## Document passage
______________________________
| Index: tools/lexer_generator/dfa.py
|
| diff --git a/tools/lexer_generator/dfa.py b/tools/lexer_generator/dfa.py
|
| index 545fe84b6ee5d5e5531b89eabfdc84cc72c1dc23..88bbaaf7abe4d60bb4a5000f5830d3535ff32cfa 100644
|
| --- a/tools/lexer_generator/dfa.py
|
| +++ b/tools/lexer_generator/dfa.py
|
| @@ -68,8 +68,10 @@ class DfaState(AutomatonState):
|
| def next_state_with_char(self, value):
|
| return self.__matches(lambda k, v : k.matches_char(v), value)
|
|
|
| - def key_matches(self, value):
|
| - return self.__matches(lambda k, v : k.is_superset_of_key(v), value)
|
| + def transition_state_with_key(self, key):
|
| + # 'key' can be a subkey of one of the TransitionKeys for this state, but it
|
| + # cannot partially overlap a TransitionKey for this state.
|
| + return self.__matches(lambda k, v : k.is_superset_of_key(v), key)
|
|
|
| class Dfa(Automaton):
|
|
|
| @@ -207,14 +209,27 @@ class DfaMinimizer:
|
| self.__reverse_id_map = None
|
| self.__alphabet = None
|
|
|
| - def __partition(self):
|
| + def __create_initial_partitions(self):
|
| assert not self.__id_map
|
| assert not self.__reverse_id_map
|
| assert not self.__alphabet
|
| - action_map = {}
|
| +
|
| + # For the minimization, we associate each state with an ID. A set of states
|
| + # is represented as a set of state IDs.
|
| id_map = {}
|
| +
|
| + # First we partition the states into the following groups:
|
| + # - terminal states without action
|
| + # - nonterminal states without action
|
| + # - one group per action: terminal states which have the action
|
| + # - one group per action: nonterminal states which have the action
|
| + # These are the keys of initial_partitions. The values are lists of state
|
| + # IDs.
|
| + initial_partitions = {}
|
| terminal_set = self.__dfa.terminal_set()
|
| - all_keys = []
|
| + all_keys = [] # Will contain all TransitionKeys in the dfa.
|
| +
|
| + # f fills in initial_partitions, id_map and all_keys.
|
| def f(state, visitor_state):
|
| state_id = len(id_map)
|
| id_map[state_id] = state
|
| @@ -230,29 +245,43 @@ class DfaMinimizer:
|
| key = ("terminal set",)
|
| else:
|
| key = ("nonterminal set",)
|
| - if not key in action_map:
|
| - action_map[key] = set()
|
| - action_map[key].add(state_id)
|
| + if not key in initial_partitions:
|
| + initial_partitions[key] = set()
|
| + initial_partitions[key].add(state_id)
|
| self.__dfa.visit_all_states(f)
______________________________
[Entries from a dataset]
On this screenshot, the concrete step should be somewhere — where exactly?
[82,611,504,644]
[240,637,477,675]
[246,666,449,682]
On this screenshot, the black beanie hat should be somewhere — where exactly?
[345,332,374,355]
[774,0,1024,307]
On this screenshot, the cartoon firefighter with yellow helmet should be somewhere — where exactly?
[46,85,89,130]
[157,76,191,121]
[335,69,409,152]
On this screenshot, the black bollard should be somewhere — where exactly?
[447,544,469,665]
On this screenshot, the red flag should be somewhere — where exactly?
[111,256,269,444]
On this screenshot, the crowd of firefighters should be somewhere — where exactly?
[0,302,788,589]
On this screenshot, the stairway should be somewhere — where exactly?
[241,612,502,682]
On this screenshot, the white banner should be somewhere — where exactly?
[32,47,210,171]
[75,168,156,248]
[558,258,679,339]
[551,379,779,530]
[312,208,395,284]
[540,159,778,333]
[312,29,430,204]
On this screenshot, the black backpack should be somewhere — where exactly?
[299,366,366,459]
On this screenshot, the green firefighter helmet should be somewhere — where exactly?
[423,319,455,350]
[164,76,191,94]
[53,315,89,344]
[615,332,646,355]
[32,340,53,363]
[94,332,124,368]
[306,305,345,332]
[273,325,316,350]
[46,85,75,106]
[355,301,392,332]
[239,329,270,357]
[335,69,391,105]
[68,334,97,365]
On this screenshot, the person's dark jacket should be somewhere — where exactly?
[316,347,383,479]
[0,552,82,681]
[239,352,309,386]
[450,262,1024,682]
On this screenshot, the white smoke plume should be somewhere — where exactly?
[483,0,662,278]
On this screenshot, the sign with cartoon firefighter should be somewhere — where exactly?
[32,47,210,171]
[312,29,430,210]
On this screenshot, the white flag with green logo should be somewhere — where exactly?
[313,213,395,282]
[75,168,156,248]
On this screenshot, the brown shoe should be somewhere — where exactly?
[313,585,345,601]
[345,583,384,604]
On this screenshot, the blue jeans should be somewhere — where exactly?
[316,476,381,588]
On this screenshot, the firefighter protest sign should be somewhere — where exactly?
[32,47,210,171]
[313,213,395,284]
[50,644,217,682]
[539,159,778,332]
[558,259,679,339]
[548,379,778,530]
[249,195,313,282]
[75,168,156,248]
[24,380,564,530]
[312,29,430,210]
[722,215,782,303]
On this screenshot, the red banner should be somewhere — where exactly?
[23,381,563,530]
______________________________
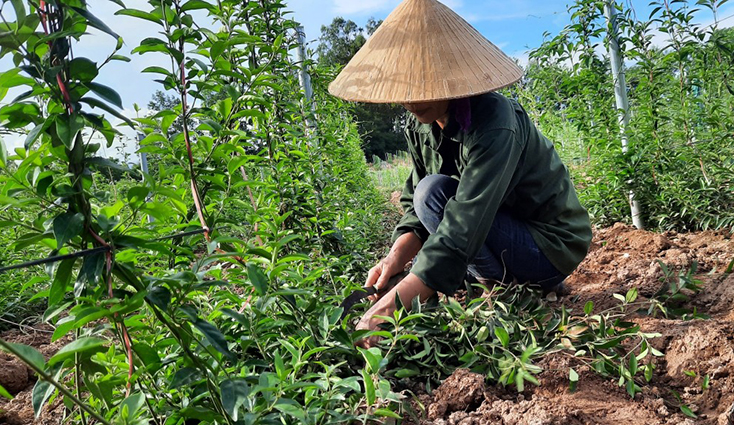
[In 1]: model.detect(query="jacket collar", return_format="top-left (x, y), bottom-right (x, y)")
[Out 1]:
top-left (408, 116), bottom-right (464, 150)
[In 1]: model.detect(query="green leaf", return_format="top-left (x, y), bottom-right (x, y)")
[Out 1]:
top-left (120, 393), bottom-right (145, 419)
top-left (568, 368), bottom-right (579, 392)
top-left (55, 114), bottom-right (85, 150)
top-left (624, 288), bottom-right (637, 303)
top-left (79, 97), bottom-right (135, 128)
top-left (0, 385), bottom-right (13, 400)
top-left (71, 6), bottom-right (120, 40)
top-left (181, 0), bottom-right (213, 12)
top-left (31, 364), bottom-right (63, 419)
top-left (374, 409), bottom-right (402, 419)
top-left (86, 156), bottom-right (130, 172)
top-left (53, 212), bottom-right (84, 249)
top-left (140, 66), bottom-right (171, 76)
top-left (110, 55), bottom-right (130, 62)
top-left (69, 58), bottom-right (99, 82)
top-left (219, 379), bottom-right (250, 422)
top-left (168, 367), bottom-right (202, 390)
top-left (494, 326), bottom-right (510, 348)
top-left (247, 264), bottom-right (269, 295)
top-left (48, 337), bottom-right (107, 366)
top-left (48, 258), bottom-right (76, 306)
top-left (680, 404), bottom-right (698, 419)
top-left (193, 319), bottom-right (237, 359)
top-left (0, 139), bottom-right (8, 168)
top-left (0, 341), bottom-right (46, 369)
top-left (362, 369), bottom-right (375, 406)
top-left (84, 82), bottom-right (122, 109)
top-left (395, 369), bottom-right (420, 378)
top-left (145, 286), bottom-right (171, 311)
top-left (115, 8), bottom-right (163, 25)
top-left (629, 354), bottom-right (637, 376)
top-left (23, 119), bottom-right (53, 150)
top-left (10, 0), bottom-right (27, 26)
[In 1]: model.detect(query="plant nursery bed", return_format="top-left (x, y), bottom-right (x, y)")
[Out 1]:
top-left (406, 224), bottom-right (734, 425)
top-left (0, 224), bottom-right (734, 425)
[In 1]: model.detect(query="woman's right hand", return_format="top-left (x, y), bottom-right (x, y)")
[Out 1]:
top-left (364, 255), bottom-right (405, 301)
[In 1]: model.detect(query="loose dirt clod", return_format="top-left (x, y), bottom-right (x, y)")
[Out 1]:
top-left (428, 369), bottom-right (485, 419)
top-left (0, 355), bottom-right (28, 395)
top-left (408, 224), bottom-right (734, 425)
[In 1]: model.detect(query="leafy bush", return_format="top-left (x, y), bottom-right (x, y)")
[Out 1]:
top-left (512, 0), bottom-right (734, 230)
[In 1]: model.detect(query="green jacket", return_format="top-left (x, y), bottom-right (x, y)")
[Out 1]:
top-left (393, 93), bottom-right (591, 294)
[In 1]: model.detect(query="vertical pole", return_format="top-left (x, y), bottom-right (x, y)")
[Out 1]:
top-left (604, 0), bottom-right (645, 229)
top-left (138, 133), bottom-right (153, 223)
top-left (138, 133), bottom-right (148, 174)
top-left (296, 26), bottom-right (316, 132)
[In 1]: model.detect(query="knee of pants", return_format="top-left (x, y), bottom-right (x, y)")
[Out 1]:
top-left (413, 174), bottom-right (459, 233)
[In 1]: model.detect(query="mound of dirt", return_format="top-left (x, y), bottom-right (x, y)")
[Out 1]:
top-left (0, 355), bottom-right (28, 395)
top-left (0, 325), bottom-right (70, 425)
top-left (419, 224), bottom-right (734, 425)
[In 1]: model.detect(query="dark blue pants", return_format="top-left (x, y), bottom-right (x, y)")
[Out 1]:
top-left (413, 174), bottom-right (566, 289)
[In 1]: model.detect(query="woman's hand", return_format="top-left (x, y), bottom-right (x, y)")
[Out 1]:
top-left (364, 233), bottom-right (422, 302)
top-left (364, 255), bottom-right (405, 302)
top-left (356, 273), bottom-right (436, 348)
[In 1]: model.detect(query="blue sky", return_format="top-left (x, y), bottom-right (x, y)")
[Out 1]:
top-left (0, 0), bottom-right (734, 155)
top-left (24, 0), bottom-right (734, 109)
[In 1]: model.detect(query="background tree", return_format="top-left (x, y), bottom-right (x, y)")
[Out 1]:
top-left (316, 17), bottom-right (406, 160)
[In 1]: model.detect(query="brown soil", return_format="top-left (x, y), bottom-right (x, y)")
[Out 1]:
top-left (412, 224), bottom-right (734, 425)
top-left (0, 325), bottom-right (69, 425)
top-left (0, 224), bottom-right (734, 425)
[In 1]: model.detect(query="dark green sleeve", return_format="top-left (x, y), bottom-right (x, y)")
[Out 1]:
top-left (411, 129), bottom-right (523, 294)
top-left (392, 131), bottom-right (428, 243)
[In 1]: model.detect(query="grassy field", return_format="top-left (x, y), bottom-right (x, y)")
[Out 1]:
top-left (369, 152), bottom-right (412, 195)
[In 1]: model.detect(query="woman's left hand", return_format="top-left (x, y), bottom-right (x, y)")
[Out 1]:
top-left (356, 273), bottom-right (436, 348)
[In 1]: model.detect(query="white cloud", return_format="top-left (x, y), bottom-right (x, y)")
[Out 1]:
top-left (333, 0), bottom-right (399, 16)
______________________________
## Task requirements
- 1) In the dfa.py diff, what new name does the method __partition receive?
- 2) Please continue the dfa.py diff from the point where it stops.

## Results in order
- 1) __create_initial_partitions

- 2)
|
| partitions = set()
|
| working_set = set()
|
| - for k, p in action_map.items():
|
| +
|
| + # Create StatePartition objects:
|
| + for k, p in initial_partitions.items():
|
| p = StatePartition(p)
|
| partitions.add(p)
|
| - if k[0] == "terminal_set" or k[0] == "terminal action" or True:
|
| - working_set.add(p)
|
| + working_set.add(p)
|
| reverse_id_map = {v : k for k, v in id_map.items()}
|
| assert len(id_map) == len(reverse_id_map)
|
| self.__reverse_id_map = reverse_id_map
|
| self.__id_map = id_map
|
| +
|
| + # The alphabet defines the TransitionKeys we need to check when dedicing if
|
| + # to states of the dfa can be in the same partition. See the doc string of
|
| + # TransitionKey.disjoint_keys.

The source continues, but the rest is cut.